指示:
特許審決の記事のうち、「理由 第1 手続の経緯」から始めて「とおりのものであると認める。」までの部分を、一字一句変えずに書き写してください。

記事:
________
結論 原査定を取り消す。 本願の発明は、特許すべきものとする。 
理由 第1 手続の経緯

本願は、平成24年4月27日の出願であって、平成27年9月7日付けで拒絶理由が通知され、平成27年11月16日に意見書及び手続補正書が提出されたが、平成28年4月8日付けで拒絶査定がされ、これに対して平成28年7月12日に拒絶査定不服審判が請求されたものである。


第2 本願発明

本願の請求項1ないし5に係る発明(以下、「本願発明1」ないし「本願発明5」という。)は、平成27年11月16日付けの手続補正により補正された明細書及び特許請求の範囲並びに出願当初の図面の記載からみて、その特許請求の範囲の請求項1ないし5に記載された事項により特定される以下のとおりのものであると認める。


「 【請求項1】
前後左右に立設される支柱と、
前後の前記支柱のそれぞれからラック内方に向けて突出する前後一対の水平材、および該一対の水平材の突出端同士を連結して前後方向に延在する受け材からなる腕木部と、
を備えた立体自動倉庫の既設のラックに用いられ、前記腕木部に対して後付けされるパレット落下防止装置であって、
前記一対の前側水平材および後側水平材に載置され、前後方向に延びるサイドストッパー面を有するストッパー本体と、
当接あるいは接触により前記ストッパー本体の後側を前記後側水平材に係止させるための係止支持部と、
前記ストッパー本体の前側を前記前側水平材に固定させるための固定支持部と、
を備えていることを特徴とする立体自動倉庫の既設のラックに用いるパレット落下防止装置。
【請求項2】
前記係止支持部は、前記ストッパー本体の前後方向、左右方向、および上下方向の3軸方向の移動を規制することを特徴とする請求項1に記載の立体自動倉庫の既設のラックに用いるパレット落下防止装置。
【請求項3】
前記固定支持部は、前記前側水平材と前記ストッパー本体とをボルト締結により固定する構成とされていることを特徴とする請求項1又は2に記載の立体自動倉庫の既設のラックに用いるパレット落下防止装置。
________
データ内容:
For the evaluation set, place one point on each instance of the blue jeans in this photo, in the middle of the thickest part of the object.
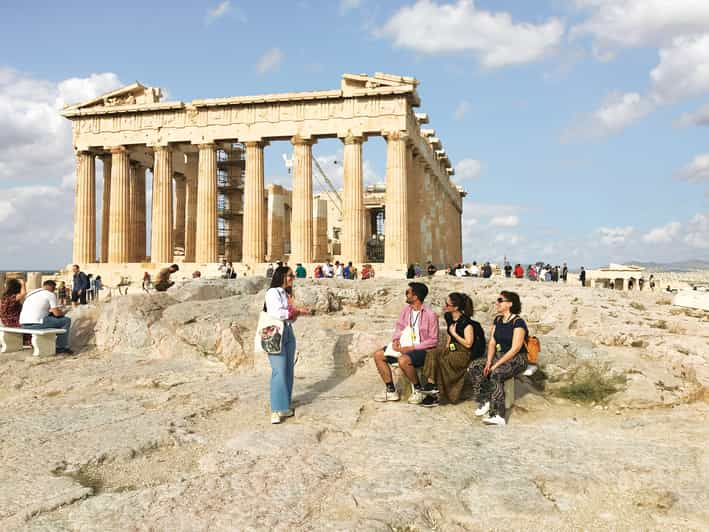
________
解答:
理由 第1 手続の経緯

本願は、平成24年4月27日の出願であって、平成27年9月7日付けで拒絶理由が通知され、平成27年11月16日に意見書及び手続補正書が提出されたが、平成28年4月8日付けで拒絶査定がされ、これに対して平成28年7月12日に拒絶査定不服審判が請求されたものである。


第2 本願発明

本願の請求項1ないし5に係る発明(以下、「本願発明1」ないし「本願発明5」という。)は、平成27年11月16日付けの手続補正により補正された明細書及び特許請求の範囲並びに出願当初の図面の記載からみて、その特許請求の範囲の請求項1ないし5に記載された事項により特定される以下のとおりのものであると認める。